Kutipan Sumber
>>>>>

Baca Juga: Ramai-ramai ‘Bully’ Orang Jelek: Pengalamanku 4 Hari JadiNgab-Ngabdi Akun Receh
Keempat, jasa sewa mobil. Sejumlah orang menggunakan jasa ini untuk kebutuhan perjalanan, tapi tidak sedikit pula yang menyewanya demi terlihat mapan dan keren di depan sanak keluarga saat mudik.
Tahun lalu saja warganet sempat dihebohkan dengan cerita pemudik tujuan Sumenep, Jawa Timur yang rela menyewa mobil Mitsubishi Xpander Rp600 ribu per hari untuk pulang kampung. Dilansir dari TribunJabar, alasan menyewanya demi kenyamanan istri dan anak, sekaligus biar dianggap sukses oleh keluarga dan tetangga.
Masih kurang absurd? Yang terbaru, ada joki pendaki yang menawarkan orang-orang untuk mengambil foto/ video/ atau ucapan tertentu di puncak gunung. Dikutip dari Liputan6, pendaki dengan akun Instagram @riskaoutdoor mengunggah pesan di akunnya: “Terima kasih yang sudah jastip, kalian sangat membantu biayaku naik Rinjani dan hari-hariku. Oh ya aku mau infoin nih, kalau mulai sekarang aku buka jastip Kerinci ya. Jadi yang minat langsung aja hubungi nomor yang dibawah ini,” tulisnya pada (5/7).
Harga jastipnya itu dibanderol dari Rp50.000 hingga Rp200.000. Meski dipatok dengan harga yang lumayan, dalam postingannya, Riska menyebut sudah ada 110 orang peminat yang memakai jasanya. Uang hasil jastip itu sendiri digunakannya untuk membiayai hobi naik gunung Riska.
Baca juga: Aku Pamer, Maka Aku Ada: Koar-koar Dahulu, Prestasi Kapan-kapan
Alasan Orang Indonesia Suka Flexing?
Dari beberapa jasa nyeleneh di atas, kita bisa melihat bagaimana banyak orang Indonesia punya hobi sama: Suka pamer walau itu bukan pencapaiannya sendiri. Berbagai akademisi berusaha menjelaskan fenomena tersebut. Sosiolog dari Universitas Sebelas Maret (UNS) Drajat Tri Kartono menyampaikan kepada Tribun, fenomena ini bisa disebut dengan atribut simbol status.
Dalam kasus jasa cetak atau sewa lanyard misalnya, kata Drajat, itu bertujuan untuk mendapatkan modal simbolik atau pengakuan orang lain. Namun, simbol status tersebut tidak hanya diharapkan sebagai simbol pengakuan saja, tetapi juga membawa manfaat lain, seperti mendongkrak kepercayaan diri. Dengan munculnya kepercayaan, seseorang bisa menggunakannya untuk hal-hal lain, seperti kerja sama dan menarik orang lain.

<<<<<

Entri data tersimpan
>>>>>

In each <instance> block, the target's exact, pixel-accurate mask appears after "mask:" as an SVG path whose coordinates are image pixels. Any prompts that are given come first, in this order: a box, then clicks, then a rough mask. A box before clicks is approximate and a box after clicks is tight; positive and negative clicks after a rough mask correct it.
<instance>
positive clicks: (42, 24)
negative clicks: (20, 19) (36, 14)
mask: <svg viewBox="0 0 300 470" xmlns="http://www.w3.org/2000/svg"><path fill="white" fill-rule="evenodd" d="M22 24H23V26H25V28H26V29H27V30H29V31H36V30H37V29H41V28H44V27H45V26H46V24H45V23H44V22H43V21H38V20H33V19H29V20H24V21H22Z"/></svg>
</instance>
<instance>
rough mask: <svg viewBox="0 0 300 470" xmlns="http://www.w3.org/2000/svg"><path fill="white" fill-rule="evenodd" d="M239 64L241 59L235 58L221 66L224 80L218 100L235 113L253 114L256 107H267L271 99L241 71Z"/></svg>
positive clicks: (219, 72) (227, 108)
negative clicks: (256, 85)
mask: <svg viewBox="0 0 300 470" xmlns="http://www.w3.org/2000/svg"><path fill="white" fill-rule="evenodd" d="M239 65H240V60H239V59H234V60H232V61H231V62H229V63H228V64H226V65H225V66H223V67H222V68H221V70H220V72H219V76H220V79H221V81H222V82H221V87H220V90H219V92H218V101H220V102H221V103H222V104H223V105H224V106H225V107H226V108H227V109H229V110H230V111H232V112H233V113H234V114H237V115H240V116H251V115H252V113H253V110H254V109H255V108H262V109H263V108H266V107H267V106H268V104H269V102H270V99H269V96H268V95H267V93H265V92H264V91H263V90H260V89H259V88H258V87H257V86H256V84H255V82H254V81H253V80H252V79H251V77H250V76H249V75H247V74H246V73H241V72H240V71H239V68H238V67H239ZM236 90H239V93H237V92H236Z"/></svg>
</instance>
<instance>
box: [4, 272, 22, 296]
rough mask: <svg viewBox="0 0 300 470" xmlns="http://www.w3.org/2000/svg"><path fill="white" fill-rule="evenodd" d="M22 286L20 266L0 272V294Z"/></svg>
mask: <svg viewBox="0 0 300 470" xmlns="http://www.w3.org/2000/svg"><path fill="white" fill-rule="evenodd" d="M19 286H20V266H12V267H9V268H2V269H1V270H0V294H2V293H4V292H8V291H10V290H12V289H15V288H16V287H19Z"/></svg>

<<<<<

Petunjuk
Tolong perbarui bagian teks tentang kebiasaan pamer yang dibuka dengan kata-kata berisi "Harga jastipnya itu" dan ditutup dengan "atribut simbol status.", lalu tuliskan kembali bagian itu dengan "Riska" diganti menjadi "pendaki itu".

Jawaban Akhir
Harga jastipnya itu dibanderol dari Rp50.000 hingga Rp200.000. Meski dipatok dengan harga yang lumayan, dalam postingannya, pendaki itu menyebut sudah ada 110 orang peminat yang memakai jasanya. Uang hasil jastip itu sendiri digunakannya untuk membiayai hobi naik gunung pendaki itu.
Baca juga: Aku Pamer, Maka Aku Ada: Koar-koar Dahulu, Prestasi Kapan-kapan
Alasan Orang Indonesia Suka Flexing?
Dari beberapa jasa nyeleneh di atas, kita bisa melihat bagaimana banyak orang Indonesia punya hobi sama: Suka pamer walau itu bukan pencapaiannya sendiri. Berbagai akademisi berusaha menjelaskan fenomena tersebut. Sosiolog dari Universitas Sebelas Maret (UNS) Drajat Tri Kartono menyampaikan kepada Tribun, fenomena ini bisa disebut dengan atribut simbol status.